# ASSIGNED TASK:
Write down each entry precisely as given.
### RECORDS PROVIDED
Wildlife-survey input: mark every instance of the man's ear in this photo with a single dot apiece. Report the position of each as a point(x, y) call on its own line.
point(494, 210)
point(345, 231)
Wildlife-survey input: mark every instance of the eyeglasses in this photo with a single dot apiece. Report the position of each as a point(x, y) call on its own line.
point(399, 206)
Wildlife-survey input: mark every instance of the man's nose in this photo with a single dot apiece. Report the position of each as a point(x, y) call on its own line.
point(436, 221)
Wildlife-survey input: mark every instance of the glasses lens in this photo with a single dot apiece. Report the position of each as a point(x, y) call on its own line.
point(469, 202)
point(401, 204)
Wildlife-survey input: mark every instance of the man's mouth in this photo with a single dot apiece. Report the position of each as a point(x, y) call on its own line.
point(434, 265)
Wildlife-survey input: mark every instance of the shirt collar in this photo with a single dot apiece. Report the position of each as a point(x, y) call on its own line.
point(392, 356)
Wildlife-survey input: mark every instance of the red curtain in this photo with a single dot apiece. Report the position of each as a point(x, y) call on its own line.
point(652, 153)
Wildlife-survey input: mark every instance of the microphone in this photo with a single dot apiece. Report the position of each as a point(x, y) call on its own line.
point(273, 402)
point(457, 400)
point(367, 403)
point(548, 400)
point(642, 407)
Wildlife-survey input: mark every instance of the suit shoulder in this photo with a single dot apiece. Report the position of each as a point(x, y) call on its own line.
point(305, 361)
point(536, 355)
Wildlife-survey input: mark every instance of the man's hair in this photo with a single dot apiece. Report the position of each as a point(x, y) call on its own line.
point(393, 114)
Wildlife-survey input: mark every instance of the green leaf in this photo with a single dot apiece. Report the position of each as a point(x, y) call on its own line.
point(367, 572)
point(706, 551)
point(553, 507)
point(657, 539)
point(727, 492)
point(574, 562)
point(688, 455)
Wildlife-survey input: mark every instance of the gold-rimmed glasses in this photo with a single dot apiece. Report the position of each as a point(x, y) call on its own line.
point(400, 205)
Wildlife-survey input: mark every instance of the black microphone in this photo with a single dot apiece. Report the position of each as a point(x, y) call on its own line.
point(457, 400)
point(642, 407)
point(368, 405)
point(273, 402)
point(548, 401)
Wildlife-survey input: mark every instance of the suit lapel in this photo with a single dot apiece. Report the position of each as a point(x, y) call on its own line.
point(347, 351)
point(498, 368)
######
# EXPECTED ANSWER:
Wildlife-survey input: mark every instance of the man's ear in this photo with a single dot apiece. Report the position of each as a point(x, y) call on its own line.
point(494, 210)
point(345, 231)
Wildlife-survey input: mark every instance of the eyeglasses in this photo with a single dot apiece. Report the position of each as a point(x, y) call on its own line.
point(399, 206)
Wildlife-survey input: mark every instance of the man's nose in this photo with a single dot apiece. Report the position of each as a point(x, y) call on its own line.
point(436, 221)
Wildlife-survey input: mark every instance of the glasses lens in this photo with a single dot apiece. Report the position of each as a point(x, y) call on its own line.
point(469, 202)
point(401, 204)
Wildlife-survey input: mark every instance of the man's mouth in this photo with a single dot apiece. Report the position of each as a point(x, y) call on its own line.
point(434, 265)
Wildlife-survey input: mark every instance of the shirt collar in this photo with a single dot apiece. Report the position of each as a point(x, y) call on its own line.
point(392, 356)
Wildlife-survey input: mark every instance of the red curtain in this photo with a single dot apiece. Report the position of each as a point(x, y) call on its own line.
point(652, 153)
Wildlife-survey input: mark every instance of the microphone in this photo with a single dot apiece. Report the position of each as a point(x, y) call on its own line.
point(273, 402)
point(457, 400)
point(367, 403)
point(548, 400)
point(642, 407)
Wildlife-survey input: mark every instance of the suit shoulder in this photo with a single dot apiece. Report the position of each as a point(x, y) call on its own line.
point(305, 361)
point(536, 355)
Wildlife-survey input: mark every instance of the man's hair in this photo with a single dot apiece. Report the position of each as a point(x, y) call on its own line.
point(393, 114)
Wildlife-survey input: mark every instance of the green leaf in this photo with a single dot apiece. Report the position of each as a point(x, y) call on its own line.
point(367, 572)
point(706, 551)
point(553, 507)
point(657, 539)
point(727, 492)
point(574, 562)
point(688, 455)
Wildlife-survey input: mark every instance of the gold-rimmed glasses in this photo with a single dot apiece. Report the position of each as a point(x, y) call on its own line.
point(400, 205)
Wildlife-survey input: mark every instance of the black microphone in this photo with a single dot apiece. Report the position of each as a point(x, y) call on its own line.
point(457, 400)
point(642, 407)
point(368, 405)
point(273, 402)
point(548, 401)
Wildlife-survey input: mark every instance of the suit lapel in this photo with a single dot apiece. Report the position of each as a point(x, y) call on its own line.
point(347, 351)
point(498, 368)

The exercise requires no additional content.